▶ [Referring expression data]
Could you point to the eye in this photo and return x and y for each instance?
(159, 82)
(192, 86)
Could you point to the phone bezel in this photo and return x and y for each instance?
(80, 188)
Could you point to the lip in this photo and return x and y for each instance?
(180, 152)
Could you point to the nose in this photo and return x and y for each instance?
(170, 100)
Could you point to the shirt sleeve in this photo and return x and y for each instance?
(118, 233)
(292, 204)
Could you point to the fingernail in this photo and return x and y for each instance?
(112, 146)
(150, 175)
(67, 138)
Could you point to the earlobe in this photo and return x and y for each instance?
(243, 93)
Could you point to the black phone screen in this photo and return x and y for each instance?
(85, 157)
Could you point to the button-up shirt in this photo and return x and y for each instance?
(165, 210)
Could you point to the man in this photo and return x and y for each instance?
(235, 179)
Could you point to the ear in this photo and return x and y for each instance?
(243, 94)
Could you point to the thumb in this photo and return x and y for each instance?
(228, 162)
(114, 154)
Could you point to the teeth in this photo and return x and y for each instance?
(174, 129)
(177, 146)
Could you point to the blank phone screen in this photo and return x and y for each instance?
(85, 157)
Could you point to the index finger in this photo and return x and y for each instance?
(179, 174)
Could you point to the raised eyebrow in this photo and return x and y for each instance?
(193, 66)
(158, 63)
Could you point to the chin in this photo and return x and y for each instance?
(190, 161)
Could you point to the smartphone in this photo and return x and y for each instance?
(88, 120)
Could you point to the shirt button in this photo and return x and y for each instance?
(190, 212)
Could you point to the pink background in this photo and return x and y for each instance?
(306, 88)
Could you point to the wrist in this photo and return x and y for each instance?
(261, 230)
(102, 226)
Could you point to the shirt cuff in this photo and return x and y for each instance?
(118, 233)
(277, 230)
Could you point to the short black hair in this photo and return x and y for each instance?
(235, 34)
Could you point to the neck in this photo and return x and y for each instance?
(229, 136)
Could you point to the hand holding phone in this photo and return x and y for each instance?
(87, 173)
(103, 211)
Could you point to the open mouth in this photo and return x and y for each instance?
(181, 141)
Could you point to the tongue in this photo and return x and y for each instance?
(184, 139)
--
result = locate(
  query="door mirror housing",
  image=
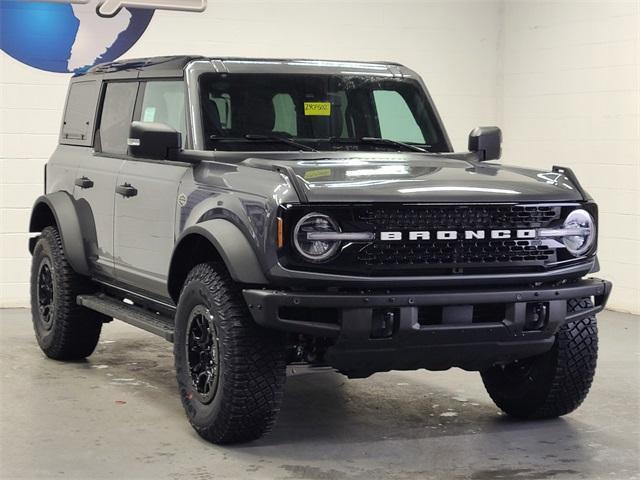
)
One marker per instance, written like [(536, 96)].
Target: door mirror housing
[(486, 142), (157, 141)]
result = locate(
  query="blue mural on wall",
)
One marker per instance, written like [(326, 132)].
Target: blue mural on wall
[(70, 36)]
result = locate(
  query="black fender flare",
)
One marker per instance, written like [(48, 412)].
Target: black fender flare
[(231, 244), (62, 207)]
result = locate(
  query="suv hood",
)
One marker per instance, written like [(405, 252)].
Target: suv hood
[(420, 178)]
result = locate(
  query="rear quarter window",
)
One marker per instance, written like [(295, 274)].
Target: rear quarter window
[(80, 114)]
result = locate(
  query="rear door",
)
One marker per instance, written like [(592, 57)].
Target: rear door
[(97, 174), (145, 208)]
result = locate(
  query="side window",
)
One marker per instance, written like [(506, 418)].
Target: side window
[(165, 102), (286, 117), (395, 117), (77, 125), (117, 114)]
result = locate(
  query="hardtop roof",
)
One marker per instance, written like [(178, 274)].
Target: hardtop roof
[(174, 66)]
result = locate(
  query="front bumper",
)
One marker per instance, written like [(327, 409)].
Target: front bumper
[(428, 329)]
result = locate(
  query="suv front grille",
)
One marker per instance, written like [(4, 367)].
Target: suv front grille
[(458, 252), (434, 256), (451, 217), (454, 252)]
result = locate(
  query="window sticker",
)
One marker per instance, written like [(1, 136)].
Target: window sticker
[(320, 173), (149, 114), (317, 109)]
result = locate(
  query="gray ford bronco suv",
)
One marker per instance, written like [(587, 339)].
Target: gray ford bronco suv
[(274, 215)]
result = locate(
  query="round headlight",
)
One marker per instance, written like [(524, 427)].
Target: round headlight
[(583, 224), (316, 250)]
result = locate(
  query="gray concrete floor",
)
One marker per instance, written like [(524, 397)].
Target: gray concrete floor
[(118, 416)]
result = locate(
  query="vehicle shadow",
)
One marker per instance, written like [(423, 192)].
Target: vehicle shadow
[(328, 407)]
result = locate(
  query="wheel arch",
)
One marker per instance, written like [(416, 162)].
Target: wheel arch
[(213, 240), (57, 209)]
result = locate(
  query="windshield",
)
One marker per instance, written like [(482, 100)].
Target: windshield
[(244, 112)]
---
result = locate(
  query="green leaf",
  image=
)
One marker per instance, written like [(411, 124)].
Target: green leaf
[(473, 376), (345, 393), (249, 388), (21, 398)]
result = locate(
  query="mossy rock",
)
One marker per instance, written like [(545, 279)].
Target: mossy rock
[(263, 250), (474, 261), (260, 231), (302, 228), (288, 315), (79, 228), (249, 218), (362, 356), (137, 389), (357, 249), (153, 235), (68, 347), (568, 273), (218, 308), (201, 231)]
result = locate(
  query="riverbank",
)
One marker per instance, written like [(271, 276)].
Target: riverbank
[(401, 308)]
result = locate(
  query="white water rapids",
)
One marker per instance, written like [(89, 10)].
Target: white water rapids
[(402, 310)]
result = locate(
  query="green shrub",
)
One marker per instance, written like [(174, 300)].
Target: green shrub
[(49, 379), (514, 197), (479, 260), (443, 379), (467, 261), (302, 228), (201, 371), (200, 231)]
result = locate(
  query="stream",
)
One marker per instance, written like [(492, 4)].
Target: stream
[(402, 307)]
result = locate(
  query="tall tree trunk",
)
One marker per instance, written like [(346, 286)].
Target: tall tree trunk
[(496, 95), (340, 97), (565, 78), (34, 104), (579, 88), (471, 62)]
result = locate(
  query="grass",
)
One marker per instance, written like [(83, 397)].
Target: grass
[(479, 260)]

▶ [WORK ORDER] Write out exactly the lines above between the line with "Target: round headlight" and the line with "One marker per instance, written like [(416, 162)].", inclusive, and nothing beyond them.

▶ [ANSWER BOX]
Target: round headlight
[(583, 224), (316, 250)]
result = locate(
  query="gray concrete floor",
)
One marker per instance, written like [(524, 397)].
Target: gray concrete floor
[(118, 416)]
result = locate(
  query="vehicle shadow",
)
One marker per instance, written like [(423, 192)].
Target: vehicle shadow
[(328, 407)]
result = locate(
  query="wheel arch",
)
One marker per instance, written like [(416, 162)].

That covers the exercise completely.